## GOAL
Copy out the records below with each "Query" changed to "Label" and every other word kept the same. Omit the pictures.

## MATERIAL FOR THIS EXERCISE
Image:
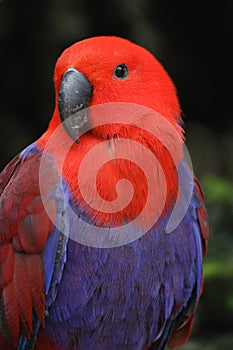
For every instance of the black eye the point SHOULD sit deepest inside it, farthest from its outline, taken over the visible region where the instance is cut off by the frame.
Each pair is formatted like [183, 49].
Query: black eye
[121, 71]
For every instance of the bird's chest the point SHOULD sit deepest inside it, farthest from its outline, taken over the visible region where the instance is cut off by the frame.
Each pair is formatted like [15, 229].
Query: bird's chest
[116, 294]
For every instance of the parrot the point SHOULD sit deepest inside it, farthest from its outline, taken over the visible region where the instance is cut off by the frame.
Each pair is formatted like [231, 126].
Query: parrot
[82, 264]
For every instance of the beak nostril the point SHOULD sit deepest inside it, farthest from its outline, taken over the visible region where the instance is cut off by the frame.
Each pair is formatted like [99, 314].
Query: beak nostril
[74, 97]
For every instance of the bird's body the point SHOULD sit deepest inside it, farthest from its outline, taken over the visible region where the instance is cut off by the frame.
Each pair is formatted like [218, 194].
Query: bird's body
[61, 294]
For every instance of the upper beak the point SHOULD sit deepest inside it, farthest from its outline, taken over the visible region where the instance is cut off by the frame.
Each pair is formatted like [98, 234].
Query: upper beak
[74, 97]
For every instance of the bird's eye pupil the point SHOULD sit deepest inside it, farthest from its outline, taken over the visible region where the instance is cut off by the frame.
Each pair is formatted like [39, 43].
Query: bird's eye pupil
[121, 71]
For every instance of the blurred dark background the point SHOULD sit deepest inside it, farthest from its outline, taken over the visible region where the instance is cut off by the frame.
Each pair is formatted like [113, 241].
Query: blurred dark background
[194, 41]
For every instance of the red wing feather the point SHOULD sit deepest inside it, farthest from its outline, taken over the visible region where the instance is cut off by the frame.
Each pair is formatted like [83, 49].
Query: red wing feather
[24, 230]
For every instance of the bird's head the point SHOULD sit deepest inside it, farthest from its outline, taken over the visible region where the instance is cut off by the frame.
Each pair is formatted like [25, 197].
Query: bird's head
[109, 69]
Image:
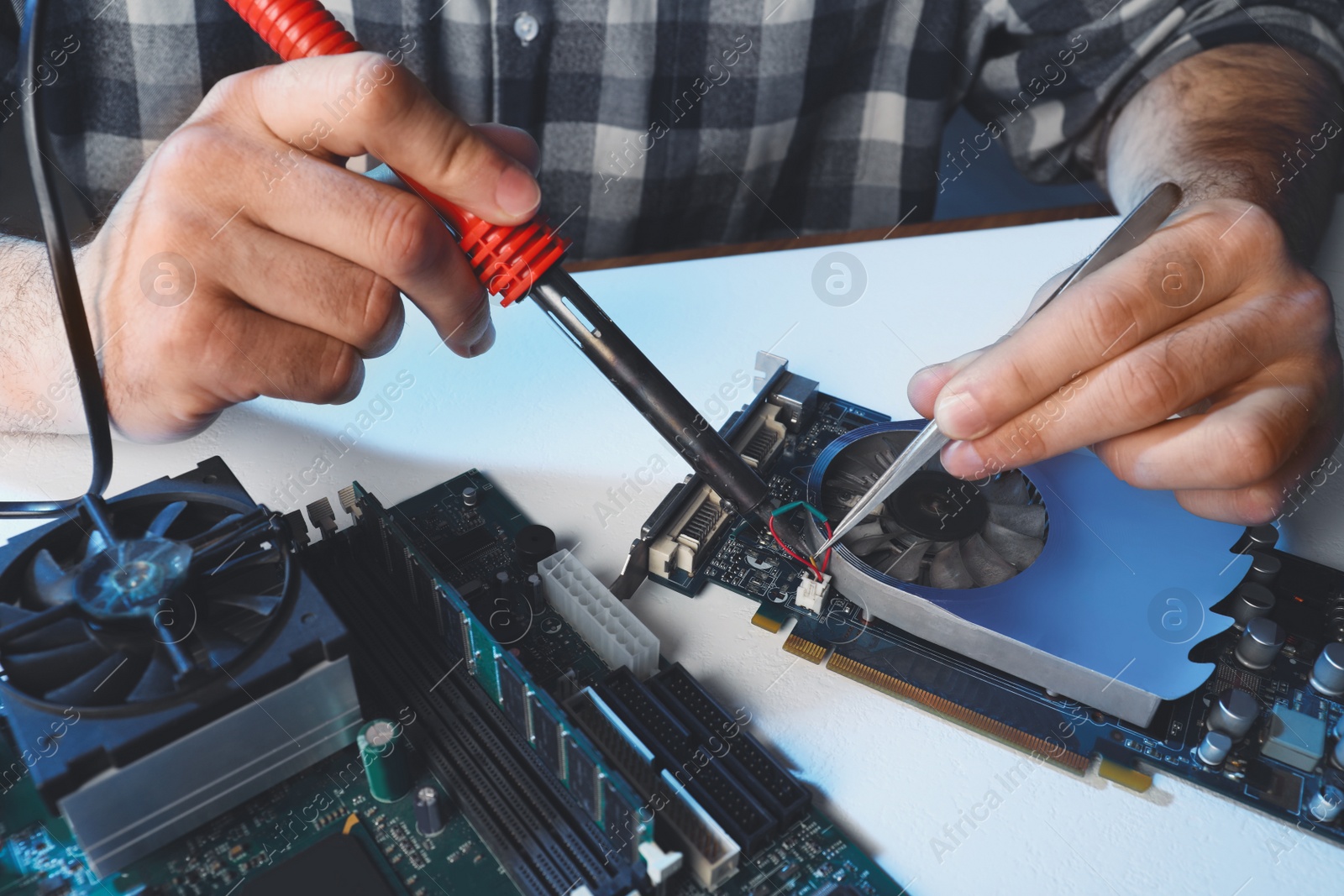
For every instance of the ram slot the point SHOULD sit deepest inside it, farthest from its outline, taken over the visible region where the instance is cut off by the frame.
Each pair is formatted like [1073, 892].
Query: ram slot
[729, 801]
[711, 855]
[719, 731]
[533, 826]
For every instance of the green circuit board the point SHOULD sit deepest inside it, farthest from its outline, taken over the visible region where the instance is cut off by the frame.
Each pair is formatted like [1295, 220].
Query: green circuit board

## SOLUTION TO THIS PROBLEM
Image:
For every instance of the black eye the point SHOULD sit deepest inside it, farthest from its outline, taken over the visible region where the instance is cut off by the frame.
Each pair is formatted like [183, 49].
Label: black eye
[121, 71]
For every instance of the bird's chest the point SHOULD sit deepest inside it, farthest from its outline, taken over the visible region where the instance is cut off by the frame.
Each pair is formatted like [15, 229].
Label: bird's chest
[116, 294]
For every instance of the parrot the point SHOULD sit deepest inside it, farthest from its outline, taken over the visible region where the instance is cut off by the frame.
Each pair is formatted like [231, 126].
Label: parrot
[82, 264]
For every instance of the beak nostril the point SHOULD sit deepest inside it, farthest from its outline, taken over the visible region where the instance is cut off by the frame.
Each pair is formatted like [99, 314].
Label: beak nostril
[74, 97]
For every instance of the bird's body the point SHOULD sit deepest inside it, farthest from its outline, taken over the visible region where the instance is cut off by the frame.
Each pair is formatted like [218, 194].
Label: bird's body
[61, 294]
For every instance of the upper beak the point SHOULD sit deepest inside it, farthest from its outline, taken over the visible region where the instance is cut off by the frame.
Each pair is formatted like [98, 234].
Label: upper beak
[74, 97]
For every instance of the bird's eye pupil the point SHOULD sit deepest inside it, farthest from its outline, taken over the visible region where the instance is cut off by the frame.
Each pair is formatted like [39, 43].
Label: bird's eye pupil
[121, 71]
For every instance of the blurred dark background the point SHOULD sit deepest inside it, farthest from its outline, taken over the visible region where the instance is cut off by the frame.
Each pair is formatted like [113, 241].
Label: blurred dark background
[194, 41]
For every instance of the red wing feather the point SHOULD sit deepest inside it, farthest from its outline, taken over the visible region where the instance is cut off by the frame.
Each pair is formatted like [83, 49].
Label: red wing feather
[24, 230]
For every instance of the bird's head the point SHOULD sit deepest inside it, farthest from its outline, taken over the visible region where the instance is cut off by the frame.
Each pair is formatted like [25, 197].
Label: bird's head
[109, 69]
Image:
For every instance of the ram slot the point SHOULD sit deepest inside it, farthest from its outline, taken over the visible region where the instance is cut off by the frame.
Each pair is formatted like [1073, 892].
Label: ram slot
[729, 801]
[711, 855]
[719, 731]
[533, 826]
For every instance of the green circuit board the point SHOULD sit deepest inside it, farthest from its outline, taken over the visible region where the instance is cut off by the frame.
Each pair is formatted like [1295, 220].
Label: green circuit board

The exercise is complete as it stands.